SOURCE DATA:
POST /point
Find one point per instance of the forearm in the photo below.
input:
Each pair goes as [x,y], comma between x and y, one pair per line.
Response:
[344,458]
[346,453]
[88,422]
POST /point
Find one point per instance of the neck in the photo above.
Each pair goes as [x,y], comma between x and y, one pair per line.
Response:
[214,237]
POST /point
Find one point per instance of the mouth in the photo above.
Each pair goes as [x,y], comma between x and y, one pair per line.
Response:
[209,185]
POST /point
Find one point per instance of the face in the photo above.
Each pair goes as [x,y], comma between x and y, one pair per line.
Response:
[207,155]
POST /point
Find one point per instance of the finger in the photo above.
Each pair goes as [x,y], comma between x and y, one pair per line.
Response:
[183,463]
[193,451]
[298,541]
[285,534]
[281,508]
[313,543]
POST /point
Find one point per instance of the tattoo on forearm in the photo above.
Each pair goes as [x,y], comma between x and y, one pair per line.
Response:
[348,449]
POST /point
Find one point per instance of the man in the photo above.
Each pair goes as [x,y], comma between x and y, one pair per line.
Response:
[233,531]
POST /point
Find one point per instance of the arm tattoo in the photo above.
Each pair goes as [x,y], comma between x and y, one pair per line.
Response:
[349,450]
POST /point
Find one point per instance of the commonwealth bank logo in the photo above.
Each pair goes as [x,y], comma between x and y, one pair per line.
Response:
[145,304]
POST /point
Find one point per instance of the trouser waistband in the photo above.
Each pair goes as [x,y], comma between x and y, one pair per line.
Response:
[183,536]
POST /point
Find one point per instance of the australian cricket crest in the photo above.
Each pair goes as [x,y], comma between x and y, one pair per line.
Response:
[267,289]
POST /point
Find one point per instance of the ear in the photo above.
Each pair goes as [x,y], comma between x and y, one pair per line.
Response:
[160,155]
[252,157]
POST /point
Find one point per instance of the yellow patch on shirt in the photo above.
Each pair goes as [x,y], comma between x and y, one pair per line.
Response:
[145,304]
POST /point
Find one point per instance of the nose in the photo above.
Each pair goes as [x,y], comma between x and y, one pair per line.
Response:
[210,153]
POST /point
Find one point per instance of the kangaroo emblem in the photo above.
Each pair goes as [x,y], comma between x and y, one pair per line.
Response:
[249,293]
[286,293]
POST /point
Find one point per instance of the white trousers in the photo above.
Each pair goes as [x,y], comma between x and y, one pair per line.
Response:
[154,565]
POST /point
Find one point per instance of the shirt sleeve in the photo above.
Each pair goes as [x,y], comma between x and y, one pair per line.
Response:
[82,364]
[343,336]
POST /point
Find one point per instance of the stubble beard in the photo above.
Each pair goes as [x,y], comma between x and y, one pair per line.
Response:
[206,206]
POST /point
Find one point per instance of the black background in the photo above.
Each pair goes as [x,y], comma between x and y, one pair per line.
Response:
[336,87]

THE REQUEST: Print the entries exactly. Include every one.

EXPECTED ANSWER:
POST /point
Find one point per instance of the forearm in the photo below.
input:
Each pair goes as [x,y], comma between x and y, one pair per line.
Response:
[344,458]
[346,453]
[88,422]
POST /point
Find one point per instance of the neck in the photo above.
Each pair goes as [x,y], comma between x and y, one pair per line.
Response:
[214,237]
POST /point
Find one point per instance of the mouth in the photo above.
Each pair goes as [x,y], comma between x and y, one pair per line.
Response:
[209,185]
POST /point
Find one point per instance of the face in the photo above.
Each pair goes as [x,y], comma between x and y, one pair per line.
Response:
[207,155]
POST /point
Find one point per instance of the finger in the photo above.
Each pair goes as [x,y], comma between x and y, one pair per line.
Response:
[183,463]
[193,451]
[298,541]
[285,534]
[281,508]
[313,543]
POST /point
Find one point per instance of the tattoo on forearm in the photo above.
Each pair goes as [x,y], comma between x and y, one pair per line.
Response:
[348,449]
POST /point
Find one point per instance of the man in the photo above.
Each pair goes as [x,y], comma between x and y, one pair per line.
Response:
[233,531]
POST /point
Find one point per instance of the arm tattoo in the photo above.
Each pair goes as [x,y], comma between x and y, one pair per line.
Response:
[349,450]
POST /point
Find one point per instance of the commonwealth bank logo in the photo above.
Each pair goes as [x,y], comma between x and y, one pair per line.
Response:
[145,304]
POST /point
Find one point per instance of the trouser waistband in the photo above.
Each pair goes as [x,y], comma between x and y, one pair per line.
Response:
[183,536]
POST /point
Find one point per instance of the australian cricket crest in the photo above.
Each pair goes as [x,y], comma between x and y, one pair per line.
Response:
[267,289]
POST /point
Find one point per instance of the ear in the photo above.
Each pair goes as [x,y], comma between x and y, one pair per line.
Response:
[160,155]
[252,157]
POST /point
Find one point per instance of the yellow patch on shirt in the photo above.
Each pair goes as [x,y], comma between x and y, one pair per line.
Response:
[145,304]
POST /point
Find one point per instance of the nose in the photo above.
Each pair goes as [x,y], comma between x and y, one pair per line.
Response:
[210,153]
POST /point
Find one point per instance of the kangaroo emblem in the photo above.
Each pair goes as [x,y], comma between x and y, one pair per line.
Response:
[249,293]
[286,293]
POST /point
Find one point per instance of the white trousers in the photo above.
Each pair goes as [x,y], comma between x and y, one pair per line.
Response:
[154,565]
POST /point
Find one point per instance of the shirt sleeve in the photo above.
Each pair goes as [x,y], comma between x and y, one pair per line.
Response:
[82,364]
[343,336]
POST /point
Find one point per instance of the stubble beard in the photo above.
Each pair goes as [x,y], comma between x and y, one pair per line.
Response:
[206,206]
POST /point
Find one point per instance of the black background in the photo above.
Each pair goes as [x,y], comma between x and y, one pair per line.
Response:
[336,87]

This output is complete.